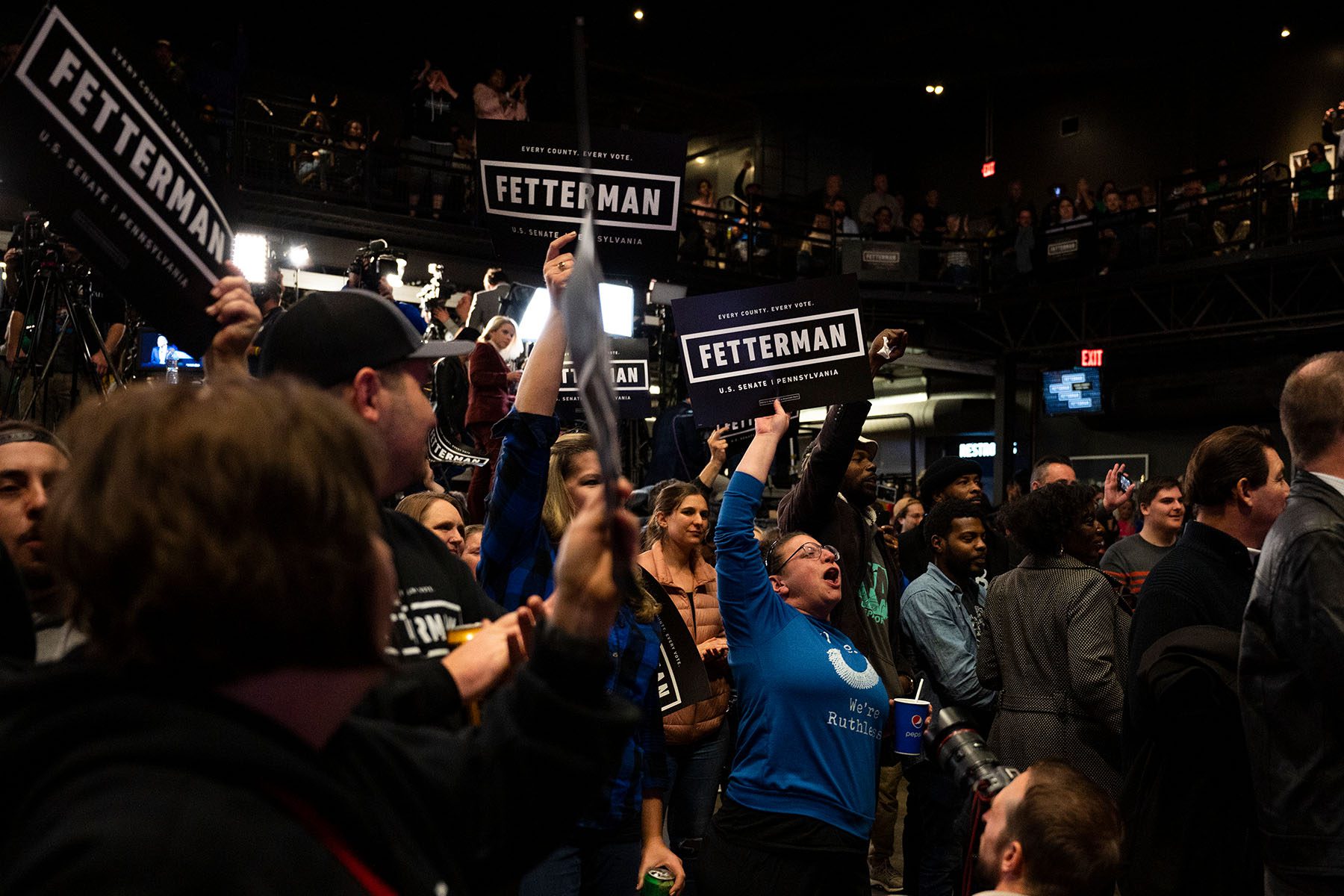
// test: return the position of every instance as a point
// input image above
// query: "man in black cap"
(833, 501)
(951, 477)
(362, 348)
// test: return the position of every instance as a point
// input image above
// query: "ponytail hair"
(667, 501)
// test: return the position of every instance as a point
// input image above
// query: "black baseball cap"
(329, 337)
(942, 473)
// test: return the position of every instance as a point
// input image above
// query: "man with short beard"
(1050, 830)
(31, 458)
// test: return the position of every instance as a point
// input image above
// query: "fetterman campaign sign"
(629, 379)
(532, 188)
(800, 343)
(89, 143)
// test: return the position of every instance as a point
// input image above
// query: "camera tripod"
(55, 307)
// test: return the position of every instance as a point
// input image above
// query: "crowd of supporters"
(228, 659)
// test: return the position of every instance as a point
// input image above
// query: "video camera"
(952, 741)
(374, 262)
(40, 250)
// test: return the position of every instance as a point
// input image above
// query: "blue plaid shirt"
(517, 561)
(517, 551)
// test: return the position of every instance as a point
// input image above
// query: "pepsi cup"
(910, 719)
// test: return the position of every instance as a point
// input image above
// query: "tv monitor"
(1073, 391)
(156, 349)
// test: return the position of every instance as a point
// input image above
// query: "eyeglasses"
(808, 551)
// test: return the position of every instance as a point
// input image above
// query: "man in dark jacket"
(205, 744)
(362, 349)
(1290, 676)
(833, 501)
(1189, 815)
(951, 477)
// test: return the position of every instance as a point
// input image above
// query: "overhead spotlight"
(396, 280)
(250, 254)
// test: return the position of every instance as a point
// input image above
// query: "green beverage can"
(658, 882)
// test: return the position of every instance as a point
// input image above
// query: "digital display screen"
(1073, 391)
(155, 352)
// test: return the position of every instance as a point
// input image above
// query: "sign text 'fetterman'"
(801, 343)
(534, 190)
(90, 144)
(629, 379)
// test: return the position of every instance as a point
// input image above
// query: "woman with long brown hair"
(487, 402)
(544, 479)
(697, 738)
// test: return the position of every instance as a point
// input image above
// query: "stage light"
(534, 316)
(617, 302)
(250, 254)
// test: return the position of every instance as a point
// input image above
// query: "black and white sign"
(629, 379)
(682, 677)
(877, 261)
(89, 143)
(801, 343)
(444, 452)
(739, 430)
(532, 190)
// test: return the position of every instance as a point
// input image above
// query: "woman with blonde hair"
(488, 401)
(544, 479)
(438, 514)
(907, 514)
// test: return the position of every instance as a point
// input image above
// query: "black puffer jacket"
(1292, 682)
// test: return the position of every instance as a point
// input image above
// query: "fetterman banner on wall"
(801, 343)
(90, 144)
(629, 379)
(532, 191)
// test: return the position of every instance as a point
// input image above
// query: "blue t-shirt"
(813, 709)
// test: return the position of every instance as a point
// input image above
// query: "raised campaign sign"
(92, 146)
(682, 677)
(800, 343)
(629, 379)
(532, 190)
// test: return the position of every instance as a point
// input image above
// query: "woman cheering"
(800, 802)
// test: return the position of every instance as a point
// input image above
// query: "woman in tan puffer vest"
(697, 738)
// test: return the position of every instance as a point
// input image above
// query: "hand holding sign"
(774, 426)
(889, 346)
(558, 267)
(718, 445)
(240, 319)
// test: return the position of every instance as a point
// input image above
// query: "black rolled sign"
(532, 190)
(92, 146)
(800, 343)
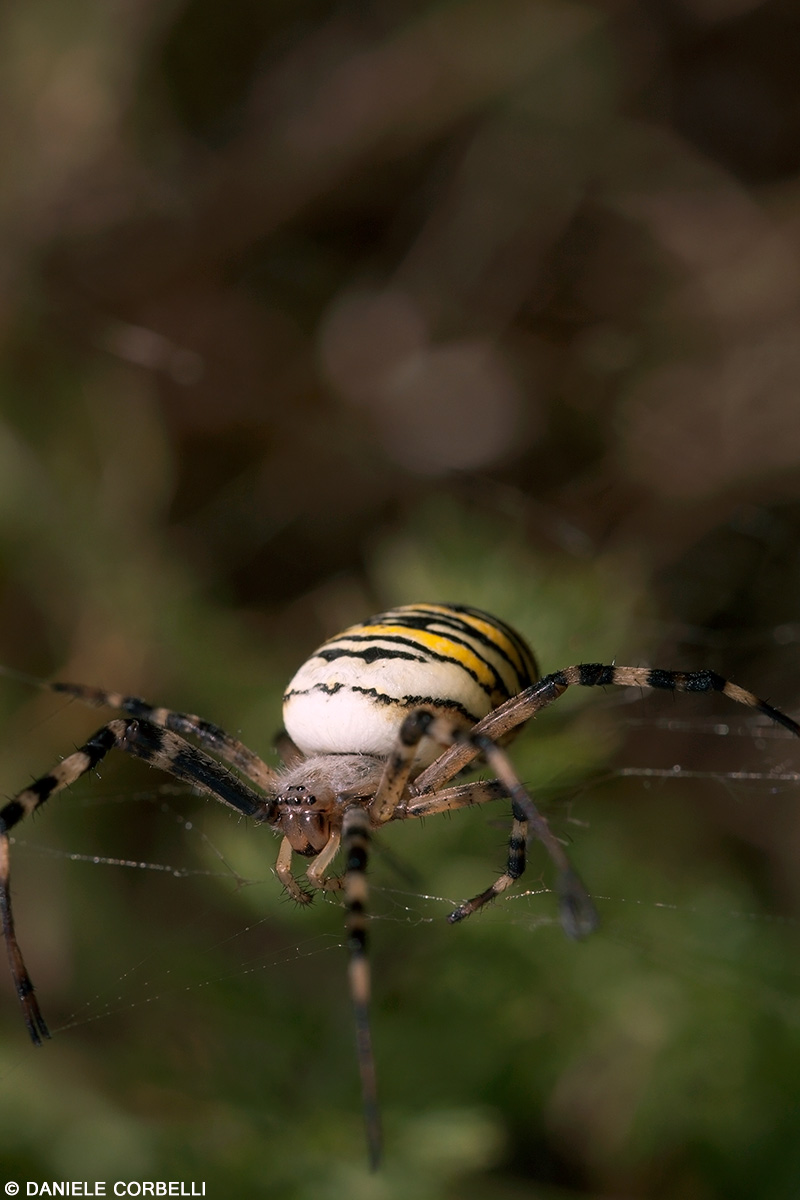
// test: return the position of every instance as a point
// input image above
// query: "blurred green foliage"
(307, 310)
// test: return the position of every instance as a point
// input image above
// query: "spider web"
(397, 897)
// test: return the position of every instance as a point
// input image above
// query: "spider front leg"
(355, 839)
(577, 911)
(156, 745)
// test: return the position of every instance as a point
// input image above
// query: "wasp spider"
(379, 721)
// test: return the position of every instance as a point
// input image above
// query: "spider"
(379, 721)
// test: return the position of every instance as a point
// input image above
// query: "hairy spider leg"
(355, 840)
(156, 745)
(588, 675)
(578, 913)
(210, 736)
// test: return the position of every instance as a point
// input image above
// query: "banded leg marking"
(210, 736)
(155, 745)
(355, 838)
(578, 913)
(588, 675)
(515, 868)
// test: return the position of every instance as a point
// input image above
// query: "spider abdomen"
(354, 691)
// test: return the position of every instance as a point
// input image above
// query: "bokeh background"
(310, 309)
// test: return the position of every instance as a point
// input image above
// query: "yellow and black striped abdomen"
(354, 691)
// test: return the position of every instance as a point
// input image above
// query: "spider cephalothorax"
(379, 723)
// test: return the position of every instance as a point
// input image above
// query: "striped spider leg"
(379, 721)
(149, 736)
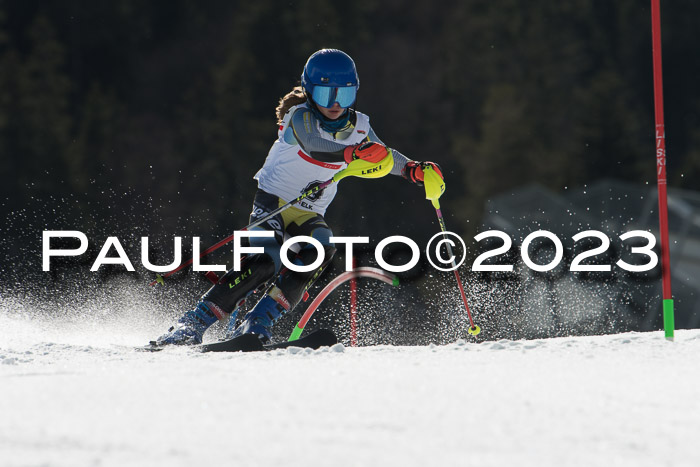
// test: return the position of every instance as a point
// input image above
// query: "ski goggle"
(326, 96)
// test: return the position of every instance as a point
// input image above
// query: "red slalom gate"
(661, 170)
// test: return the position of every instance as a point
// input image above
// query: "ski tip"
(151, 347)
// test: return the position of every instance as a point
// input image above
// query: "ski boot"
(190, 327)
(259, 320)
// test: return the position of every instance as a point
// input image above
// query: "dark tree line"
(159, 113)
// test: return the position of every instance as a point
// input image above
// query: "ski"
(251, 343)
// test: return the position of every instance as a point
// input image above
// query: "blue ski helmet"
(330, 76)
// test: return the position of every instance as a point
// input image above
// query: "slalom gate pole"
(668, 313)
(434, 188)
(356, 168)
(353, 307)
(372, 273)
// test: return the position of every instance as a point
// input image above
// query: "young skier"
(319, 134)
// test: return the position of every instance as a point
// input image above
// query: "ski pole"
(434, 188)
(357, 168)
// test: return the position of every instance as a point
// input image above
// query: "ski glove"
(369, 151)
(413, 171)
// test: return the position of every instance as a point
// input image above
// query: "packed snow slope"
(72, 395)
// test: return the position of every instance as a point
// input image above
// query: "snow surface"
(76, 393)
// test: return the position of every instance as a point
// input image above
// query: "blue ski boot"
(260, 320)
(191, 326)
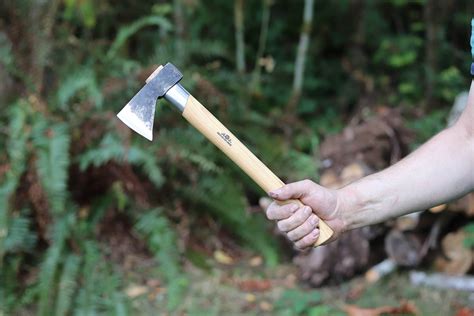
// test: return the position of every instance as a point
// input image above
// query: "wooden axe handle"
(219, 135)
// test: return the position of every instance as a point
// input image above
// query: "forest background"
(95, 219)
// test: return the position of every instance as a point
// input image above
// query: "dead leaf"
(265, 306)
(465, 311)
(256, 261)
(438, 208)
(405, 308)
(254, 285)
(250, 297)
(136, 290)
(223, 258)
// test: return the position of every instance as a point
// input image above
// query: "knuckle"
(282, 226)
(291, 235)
-------------------------
Request: Leave the pictures out, and transcribe each of the records exactly.

Answer below:
// test: return the position of every instance as a point
// input image above
// query: "man in black cap"
(833, 501)
(951, 477)
(362, 348)
// test: return the position of every instance as a point
// input image above
// query: "ponytail hair"
(667, 501)
// test: return the position of every instance as a point
// input image above
// query: "black baseball cap"
(329, 337)
(942, 473)
// test: return the position of every instance as a point
// input image above
// query: "man with short beard"
(1050, 830)
(31, 458)
// test: return the position of every instance as a point
// input image above
// query: "fetterman campaign sign"
(629, 379)
(532, 188)
(800, 343)
(89, 143)
// test: return the position of every instance as a point
// input image above
// query: "camera tripod"
(55, 307)
// test: return the position of every instance as a point
// input image above
// query: "crowd of supporters"
(228, 659)
// test: return the position of every instance as a point
// input image above
// query: "video camera"
(952, 741)
(374, 262)
(40, 250)
// test: return the position of every instance as a point
// input image above
// query: "blue plaid shirt"
(517, 561)
(517, 551)
// test: return the position of every instance as a point
// input image above
// query: "pepsi cup"
(910, 719)
// test: return the position of every instance as a point
// input image above
// query: "tv monitor"
(1073, 391)
(156, 349)
// test: return the position of every instance as a point
// input image above
// query: "eyeglasses"
(808, 551)
// test: return the position of every instance as a point
// input image above
// query: "man in dark jacket"
(205, 744)
(362, 349)
(1290, 676)
(833, 501)
(1189, 815)
(951, 477)
// test: return the position of every instance as a point
// input image above
// query: "overhead spotlight"
(396, 280)
(250, 254)
// test: return the position of every instance as a point
// input image above
// query: "green beverage can"
(658, 882)
// test: return the position of every instance as a point
// input image above
// query: "digital display screen"
(1073, 391)
(155, 352)
// test: return the position of every instance as a point
// input image above
// query: "sign text 'fetterman'"
(801, 343)
(534, 190)
(90, 144)
(629, 379)
// test: return the position of every instance as a point
// input image above
// query: "woman with long brown hair"
(487, 402)
(544, 479)
(697, 738)
// test: return the position of every instance as a point
// input image above
// query: "stage light"
(534, 316)
(617, 302)
(250, 254)
// test: return the position of every instance as a point
// input image above
// query: "black and white sign"
(629, 379)
(682, 677)
(877, 261)
(89, 143)
(801, 343)
(444, 452)
(739, 430)
(532, 190)
// test: return the position of every instance as a point
// input image above
// query: "woman with blonde hair"
(488, 401)
(544, 479)
(438, 514)
(907, 514)
// test: return the position of every instance as a point
// input image above
// query: "black puffer jacket"
(1292, 682)
// test: return the position of every instance as a point
// input image above
// query: "fetterman banner on wall"
(801, 343)
(90, 144)
(629, 379)
(532, 191)
// test: return the position of every instance as a point
// input image above
// query: "blue t-shirt"
(813, 709)
// test: return the position of every instance as a point
// input image above
// query: "raised campaign sign"
(92, 146)
(682, 677)
(800, 343)
(629, 379)
(532, 190)
// test: return the position of every instance as a point
// input image above
// query: "woman cheering"
(800, 802)
// test: return the position of every instance as a point
// input image above
// query: "woman in tan puffer vest"
(697, 738)
// test: return the position of every instance as a point
// input image above
// query: "hand holding sign"
(774, 426)
(889, 346)
(558, 267)
(718, 445)
(240, 319)
// test: return the position of every instance as a point
// input image above
// query: "black rolled sign"
(532, 190)
(92, 146)
(800, 343)
// test: return the position of every instance as a point
// input image above
// query: "blurred green foliage"
(307, 310)
// test: return the position of every instance as a point
// input image above
// query: "spider web"
(397, 897)
// test: return the position of every instance as a point
// input image above
// query: "spider front leg"
(355, 839)
(577, 911)
(156, 745)
// test: return the position of every instance as a point
// input image above
// query: "wasp spider"
(379, 721)
// test: return the position of every instance as a point
// input image above
// query: "spider"
(379, 721)
// test: return the position of every instance as a point
// input image above
// query: "hairy spider leg"
(355, 840)
(156, 745)
(588, 675)
(578, 913)
(210, 736)
// test: return the position of every instance as a point
// input image above
// query: "banded leg marking"
(210, 736)
(155, 745)
(355, 838)
(578, 913)
(588, 675)
(515, 868)
// test: return the position of every instance as a point
// input image above
// query: "spider abdomen"
(354, 691)
// test: return the position of every instance as a point
// input image above
// query: "bokeh background"
(310, 309)
// test: return the position of every instance as a point
// input image above
// query: "yellow and black striped abdomen"
(354, 691)
// test: return the position of every instance as a point
// input image above
// query: "spider cephalothorax"
(379, 723)
// test: return the position of every instance as a point
// input image above
// query: "striped spider leg"
(379, 721)
(149, 736)
// test: return the position of every instance as a point
// input image above
// query: "ski goggle"
(326, 96)
// test: return the position of every instance as a point
// input image above
// query: "red slalom gate"
(661, 170)
// test: return the position of every instance as a point
// input image above
// query: "ski tip"
(151, 347)
// test: return the position of every instance as a point
// input image above
// query: "ski boot"
(190, 327)
(259, 320)
// test: return the position of every instance as a point
// input image above
// query: "dark tree line"
(159, 113)
// test: return the position of every instance as a point
// input image above
// query: "ski"
(251, 343)
// test: return the position of every instance as a point
// input image above
// query: "blue ski helmet"
(330, 76)
// test: return the position of every instance as a point
// input image above
// query: "slalom gate pole"
(668, 313)
(434, 188)
(356, 168)
(353, 307)
(372, 273)
// test: return the position of every instance as a point
// input image above
// query: "young skier"
(319, 134)
// test: return the position of every instance as a point
// input image above
// query: "ski pole"
(434, 188)
(357, 168)
// test: return the position of every instance as a point
// input image above
// query: "ski glove"
(369, 151)
(413, 171)
// test: return the position of every instance as a point
// input image above
// query: "packed snow slope"
(72, 395)
// test: return the position of every instance as a point
// input image above
// query: "snow surface"
(76, 393)
// test: return the position of every instance as a point
// input image above
// query: "blue ski boot"
(260, 320)
(191, 326)
// test: return the position of every instance as a point
// input image above
// query: "wooden axe handle"
(219, 135)
// test: return the position of every instance as a point
// input image above
// query: "forest background"
(95, 219)
// test: return the position of every instance as a point
// input image above
// query: "dead leaf"
(265, 306)
(465, 311)
(256, 261)
(438, 208)
(405, 308)
(254, 285)
(250, 297)
(136, 290)
(223, 258)
// test: return the position of every instance as a point
// input image above
// query: "knuckle"
(282, 226)
(291, 235)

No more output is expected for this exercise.